Short exercise: Gather every line of the records that contains the word "little" and list them.

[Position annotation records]
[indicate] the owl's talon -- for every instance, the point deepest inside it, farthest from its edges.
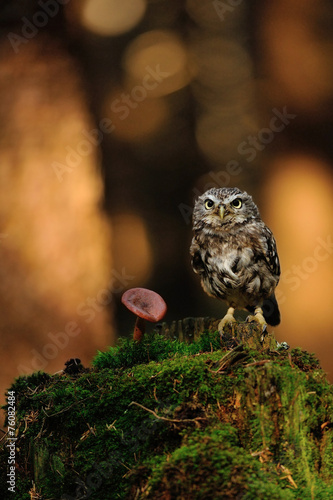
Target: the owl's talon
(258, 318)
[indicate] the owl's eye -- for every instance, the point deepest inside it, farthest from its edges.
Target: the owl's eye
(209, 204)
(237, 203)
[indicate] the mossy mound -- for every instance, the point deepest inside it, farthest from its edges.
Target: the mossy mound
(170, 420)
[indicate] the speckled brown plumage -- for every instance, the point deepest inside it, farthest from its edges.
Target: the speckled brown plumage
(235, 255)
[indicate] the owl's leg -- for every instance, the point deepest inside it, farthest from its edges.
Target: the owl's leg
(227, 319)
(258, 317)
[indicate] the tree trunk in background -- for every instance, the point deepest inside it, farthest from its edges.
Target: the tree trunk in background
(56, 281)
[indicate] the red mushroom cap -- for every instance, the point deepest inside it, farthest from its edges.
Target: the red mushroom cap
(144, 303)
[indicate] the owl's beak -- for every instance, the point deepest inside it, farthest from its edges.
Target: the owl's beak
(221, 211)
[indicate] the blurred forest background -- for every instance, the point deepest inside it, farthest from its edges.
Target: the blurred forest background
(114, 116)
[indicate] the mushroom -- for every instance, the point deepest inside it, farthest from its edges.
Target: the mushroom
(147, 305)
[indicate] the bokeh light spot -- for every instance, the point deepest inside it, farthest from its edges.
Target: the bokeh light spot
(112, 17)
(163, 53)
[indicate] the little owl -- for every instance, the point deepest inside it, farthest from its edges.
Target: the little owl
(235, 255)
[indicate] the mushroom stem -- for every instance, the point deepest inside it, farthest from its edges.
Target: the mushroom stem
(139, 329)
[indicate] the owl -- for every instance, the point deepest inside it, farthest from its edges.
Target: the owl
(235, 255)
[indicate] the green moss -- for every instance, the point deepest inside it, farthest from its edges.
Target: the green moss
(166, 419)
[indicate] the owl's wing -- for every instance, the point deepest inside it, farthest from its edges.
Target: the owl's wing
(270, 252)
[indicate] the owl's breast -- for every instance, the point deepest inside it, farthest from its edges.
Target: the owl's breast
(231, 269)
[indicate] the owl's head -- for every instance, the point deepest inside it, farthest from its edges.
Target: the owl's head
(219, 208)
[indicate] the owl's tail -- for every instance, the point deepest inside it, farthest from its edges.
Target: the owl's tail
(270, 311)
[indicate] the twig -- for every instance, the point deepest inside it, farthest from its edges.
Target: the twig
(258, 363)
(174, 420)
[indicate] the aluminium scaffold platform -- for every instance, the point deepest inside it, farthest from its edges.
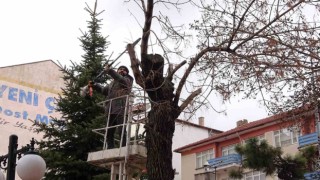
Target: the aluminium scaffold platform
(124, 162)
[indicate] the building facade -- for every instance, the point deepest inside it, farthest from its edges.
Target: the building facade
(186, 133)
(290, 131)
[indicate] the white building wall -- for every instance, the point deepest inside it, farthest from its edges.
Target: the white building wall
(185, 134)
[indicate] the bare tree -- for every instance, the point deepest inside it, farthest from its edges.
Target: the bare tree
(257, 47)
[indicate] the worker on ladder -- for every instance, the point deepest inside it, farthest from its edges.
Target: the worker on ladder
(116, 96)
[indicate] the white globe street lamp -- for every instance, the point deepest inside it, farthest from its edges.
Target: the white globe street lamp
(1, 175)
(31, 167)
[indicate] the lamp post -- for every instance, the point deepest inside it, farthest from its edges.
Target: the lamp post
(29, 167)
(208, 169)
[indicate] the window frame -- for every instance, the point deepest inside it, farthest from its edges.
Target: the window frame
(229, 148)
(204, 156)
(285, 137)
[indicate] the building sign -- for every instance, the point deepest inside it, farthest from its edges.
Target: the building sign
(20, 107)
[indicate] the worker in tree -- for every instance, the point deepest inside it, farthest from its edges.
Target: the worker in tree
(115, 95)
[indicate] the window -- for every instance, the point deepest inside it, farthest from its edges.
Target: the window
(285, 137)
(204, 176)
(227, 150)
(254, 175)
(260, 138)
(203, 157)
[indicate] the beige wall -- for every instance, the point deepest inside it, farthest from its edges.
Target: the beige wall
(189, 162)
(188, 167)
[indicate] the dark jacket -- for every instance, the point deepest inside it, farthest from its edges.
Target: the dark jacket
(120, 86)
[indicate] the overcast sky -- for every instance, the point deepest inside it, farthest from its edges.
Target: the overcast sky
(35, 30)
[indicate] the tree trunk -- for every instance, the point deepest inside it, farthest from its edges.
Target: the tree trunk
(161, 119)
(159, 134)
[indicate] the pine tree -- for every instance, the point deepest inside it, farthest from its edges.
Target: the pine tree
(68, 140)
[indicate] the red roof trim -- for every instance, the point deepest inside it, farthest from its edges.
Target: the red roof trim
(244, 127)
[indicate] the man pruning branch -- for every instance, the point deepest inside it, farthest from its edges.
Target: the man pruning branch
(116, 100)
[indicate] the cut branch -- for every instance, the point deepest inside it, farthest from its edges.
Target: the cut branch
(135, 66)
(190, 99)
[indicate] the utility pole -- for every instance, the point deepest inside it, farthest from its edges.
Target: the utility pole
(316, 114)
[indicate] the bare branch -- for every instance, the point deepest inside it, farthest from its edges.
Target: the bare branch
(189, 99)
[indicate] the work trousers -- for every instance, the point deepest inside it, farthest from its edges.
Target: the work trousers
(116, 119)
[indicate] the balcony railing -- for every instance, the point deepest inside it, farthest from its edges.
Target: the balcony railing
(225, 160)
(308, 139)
...
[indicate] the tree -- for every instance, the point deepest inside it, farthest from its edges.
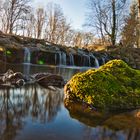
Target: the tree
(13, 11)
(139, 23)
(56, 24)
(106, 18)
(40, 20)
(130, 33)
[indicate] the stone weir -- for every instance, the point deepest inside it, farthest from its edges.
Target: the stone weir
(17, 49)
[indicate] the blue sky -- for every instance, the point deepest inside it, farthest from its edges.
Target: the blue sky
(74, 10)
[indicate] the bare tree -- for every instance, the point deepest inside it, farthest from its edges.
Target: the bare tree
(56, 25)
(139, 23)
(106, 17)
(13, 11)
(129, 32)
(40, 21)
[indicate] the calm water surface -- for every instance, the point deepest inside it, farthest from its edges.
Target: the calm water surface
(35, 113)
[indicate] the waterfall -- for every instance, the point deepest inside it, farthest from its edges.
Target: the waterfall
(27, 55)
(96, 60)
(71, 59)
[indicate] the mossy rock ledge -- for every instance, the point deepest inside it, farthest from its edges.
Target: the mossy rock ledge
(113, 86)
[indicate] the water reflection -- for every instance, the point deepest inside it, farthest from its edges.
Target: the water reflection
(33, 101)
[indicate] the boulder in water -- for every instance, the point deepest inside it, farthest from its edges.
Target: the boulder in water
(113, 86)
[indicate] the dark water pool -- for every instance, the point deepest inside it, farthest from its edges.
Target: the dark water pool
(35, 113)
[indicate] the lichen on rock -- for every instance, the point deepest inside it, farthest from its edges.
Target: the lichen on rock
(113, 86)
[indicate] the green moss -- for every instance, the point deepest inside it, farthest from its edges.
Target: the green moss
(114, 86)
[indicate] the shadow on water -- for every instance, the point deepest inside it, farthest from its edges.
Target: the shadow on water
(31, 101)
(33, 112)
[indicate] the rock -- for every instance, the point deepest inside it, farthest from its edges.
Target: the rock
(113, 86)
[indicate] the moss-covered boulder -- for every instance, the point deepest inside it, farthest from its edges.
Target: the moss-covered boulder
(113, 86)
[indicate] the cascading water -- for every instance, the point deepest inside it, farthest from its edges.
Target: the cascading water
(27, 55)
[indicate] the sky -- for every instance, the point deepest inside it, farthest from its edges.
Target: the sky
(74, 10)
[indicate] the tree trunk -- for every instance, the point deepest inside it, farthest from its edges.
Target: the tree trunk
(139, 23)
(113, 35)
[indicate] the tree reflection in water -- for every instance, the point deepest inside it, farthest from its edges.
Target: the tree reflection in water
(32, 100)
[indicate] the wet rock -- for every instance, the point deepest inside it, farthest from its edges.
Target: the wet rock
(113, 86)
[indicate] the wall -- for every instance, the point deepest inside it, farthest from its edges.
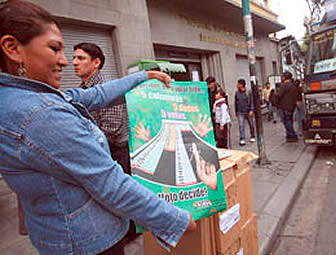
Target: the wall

Written solution:
[indicate] the little owl -- for every instance, the point deepest inside it, farthest from its edges.
Target: the little owl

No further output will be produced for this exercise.